(Image point grounding data)
╭──

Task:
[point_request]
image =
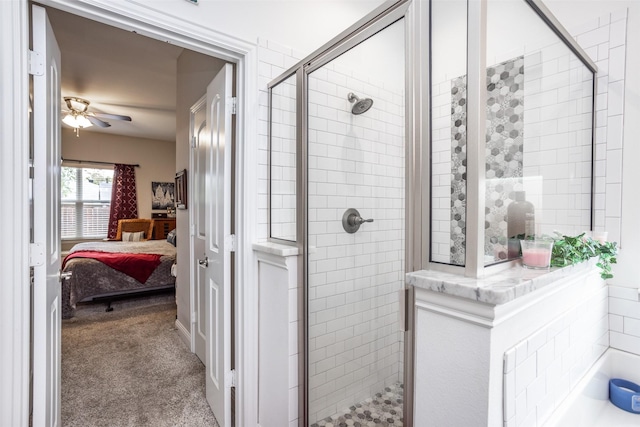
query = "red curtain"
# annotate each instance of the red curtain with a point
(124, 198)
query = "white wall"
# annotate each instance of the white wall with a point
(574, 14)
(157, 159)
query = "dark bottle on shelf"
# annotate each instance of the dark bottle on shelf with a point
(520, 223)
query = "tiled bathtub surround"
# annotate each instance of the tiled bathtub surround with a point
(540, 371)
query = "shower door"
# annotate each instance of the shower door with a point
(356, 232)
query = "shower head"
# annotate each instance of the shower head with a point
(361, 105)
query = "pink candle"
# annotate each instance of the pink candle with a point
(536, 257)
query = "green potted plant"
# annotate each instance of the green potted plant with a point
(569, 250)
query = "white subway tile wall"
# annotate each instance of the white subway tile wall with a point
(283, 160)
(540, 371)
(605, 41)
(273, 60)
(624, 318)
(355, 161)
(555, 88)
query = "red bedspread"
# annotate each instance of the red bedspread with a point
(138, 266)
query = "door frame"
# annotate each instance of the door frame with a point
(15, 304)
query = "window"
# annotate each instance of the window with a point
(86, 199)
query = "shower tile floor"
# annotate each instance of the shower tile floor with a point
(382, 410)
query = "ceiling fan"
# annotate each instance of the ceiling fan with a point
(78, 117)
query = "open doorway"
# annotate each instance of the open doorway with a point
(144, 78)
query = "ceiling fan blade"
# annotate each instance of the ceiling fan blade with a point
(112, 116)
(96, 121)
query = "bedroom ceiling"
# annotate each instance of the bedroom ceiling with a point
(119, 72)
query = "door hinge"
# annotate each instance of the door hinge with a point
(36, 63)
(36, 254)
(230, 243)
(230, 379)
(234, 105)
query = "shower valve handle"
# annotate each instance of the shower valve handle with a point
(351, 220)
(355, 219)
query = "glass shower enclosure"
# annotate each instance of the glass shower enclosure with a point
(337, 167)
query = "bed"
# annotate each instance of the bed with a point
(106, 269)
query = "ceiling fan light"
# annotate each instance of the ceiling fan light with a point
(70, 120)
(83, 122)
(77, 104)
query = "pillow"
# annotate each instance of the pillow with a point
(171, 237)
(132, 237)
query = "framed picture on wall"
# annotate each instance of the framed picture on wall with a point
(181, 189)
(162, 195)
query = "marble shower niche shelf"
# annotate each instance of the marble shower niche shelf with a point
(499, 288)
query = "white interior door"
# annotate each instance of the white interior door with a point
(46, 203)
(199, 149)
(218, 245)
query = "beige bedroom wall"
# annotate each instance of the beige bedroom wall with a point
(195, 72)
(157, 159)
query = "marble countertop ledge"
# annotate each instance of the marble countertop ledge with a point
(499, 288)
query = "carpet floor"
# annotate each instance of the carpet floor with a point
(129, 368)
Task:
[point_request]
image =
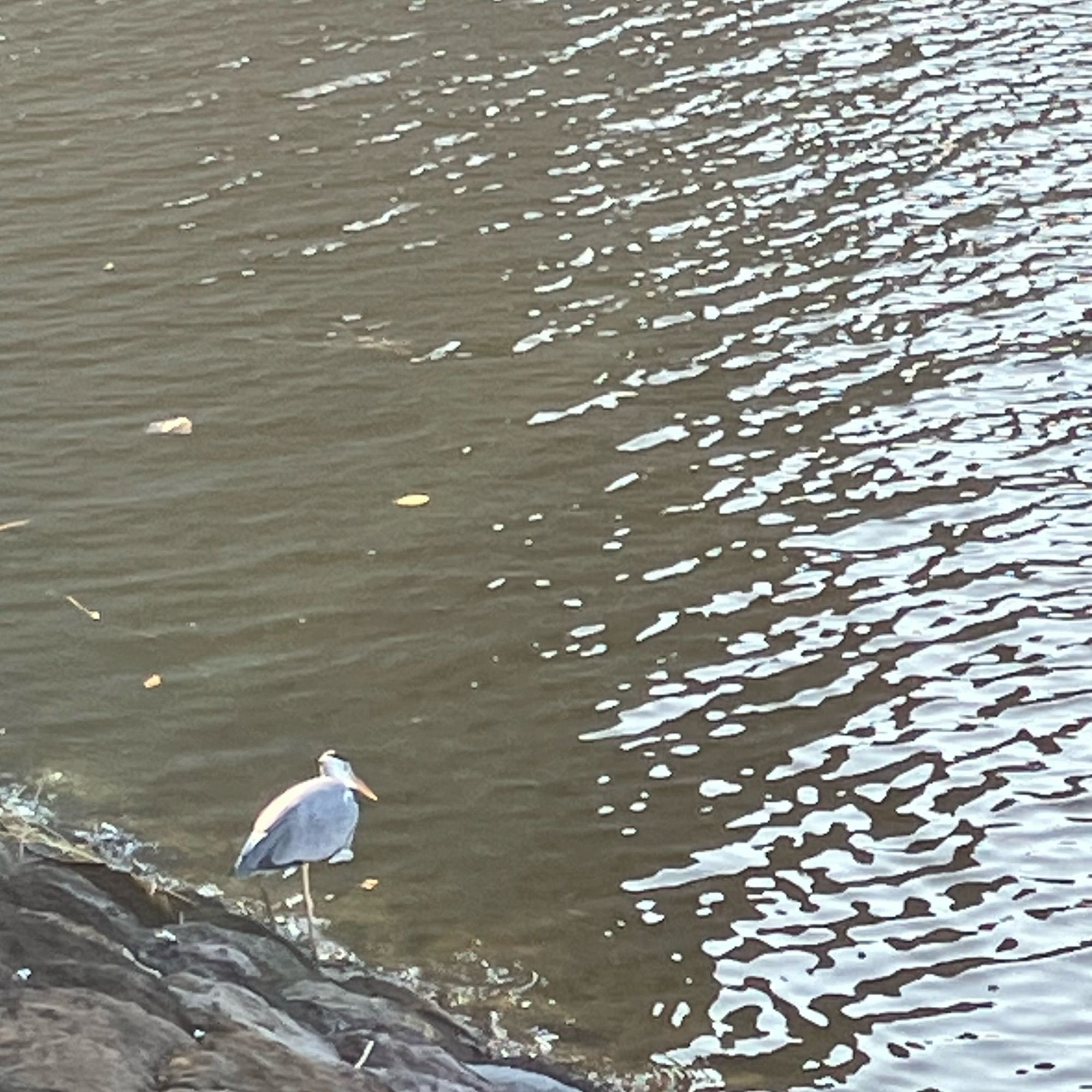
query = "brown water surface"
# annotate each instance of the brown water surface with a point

╰──

Wherever the string "brown" appears in the records above, copy the line it sits in.

**Your solution:**
query = "brown water surface"
# annotate each instance of the brown water surface with a point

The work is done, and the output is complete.